EXTRAIT CITÉ:
.....
Algérie : L’art de faire du neuf avec du vieux

Algérie : L’art de faire du neuf avec du vieux

À y regarder de plus près, on s’aperçoit que les cinq candidats retenus pour l’élection présidentielle du 12 décembre imposée par le régime, incarnent la continuité, alors que le mouvement de contestation qui secoue le pays depuis plus de 10 mois, exige un changement radical du système.

Aucun des candidats retenus pour la course à la présidentielle algérienne programmée pour le 12 décembre 2019, n’incarne le changement tel qu’exigé par les manifestants. Pour le 41ème vendredi consécutif (29 novembre 2019), ils ont été nombreux à réitérer leurs revendications qui se résument au changement radical du régime, outre le départ de ses symboles restants et à leur tête, le chef d’état-major de l’armée Ahmed Gaïd Salah. Toutefois, les profils des candidats retenus pour le scrutin présidentiel en Algérie, confirment de manière flagrante, que la rupture entre le peuple algérien et ses dirigeants est définitive. Tous ont été à un moment où un autre, liés au cercle présidentiel.

Changement! Vous avez dit changement?
.....
DONNÉES FOURNIES:
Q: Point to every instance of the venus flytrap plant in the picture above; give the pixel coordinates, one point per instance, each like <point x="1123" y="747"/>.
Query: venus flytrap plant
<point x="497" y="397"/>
.....
EXERCICES À FAIRE:
#1 Répondez d'après l'extrait sur la présidentielle algérienne :
(a) Combien de candidats ont été retenus pour l'élection ?
(b) Depuis combien de temps le mouvement de contestation secoue-t-il le pays ?
(c) Qui est placé à la tête des symboles restants du régime dont les manifestants réclament le départ ?
#2 Ces affirmations concordent-elles avec l'extrait sur la présidentielle algérienne ? Répondez par oui ou non et citez les mots qui tranchent.
(a) L'élection présidentielle est programmée pour le 12 décembre 2019.
(b) Le 29 novembre 2019 était le 40e vendredi consécutif de manifestation.
(c) L'un des candidats n'a jamais eu de lien avec le cercle présidentiel.
#3 Prolongez l'extrait sur la présidentielle algérienne en partant de sa dernière ligne.

CORRIGÉ DES EXERCICES:
#1
(a) Cinq candidats.
(b) Depuis plus de 10 mois.
(c) Le chef d'état-major de l'armée, Ahmed Gaïd Salah.

#2
(a) Oui : « programmée pour le 12 décembre 2019 ».
(b) Non : « Pour le 41ème vendredi consécutif (29 novembre 2019) ».
(c) Non : « Tous ont été à un moment où un autre, liés au cercle présidentiel. »

#3
Le plus connu d’entre eux est Ali Benflis. Agé de 75 ans, ce magistrat de formation s’est déjà présenté à deux reprises contre Abdelaziz Bouteflika en 2003 puis en 2014, arrivant à chaque fois en deuxième position. Benflis a beau marteler qu’il incarne l’opposition, cela ne convainc pas les manifestants. En 2014, lors de la précédente campagne présidentielle algérienne, il déclarait pourtant: «J’incarne une autre forme de protestation contre un système corrompu et vieillissant». Ces mots sonnent comme ceux que l’on entend dans les grandes villes algériennes, depuis le début des manifestations contre le régime en février 2019. Les  manifestants ne sont pas prêts d’oublier qu’Ali Benflis a été premier ministre de 2000 à 2003 sous Abdelaziz Bouteflika et qu’il a lui-même dirigé sa campagne électorale. Cette année-là, Bouteflika avait entamé son premier mandat sur les cendres d’une Algérie meurtrie par une décennie de guerre civile (décennie noire) qui a fait plus d’un million de morts.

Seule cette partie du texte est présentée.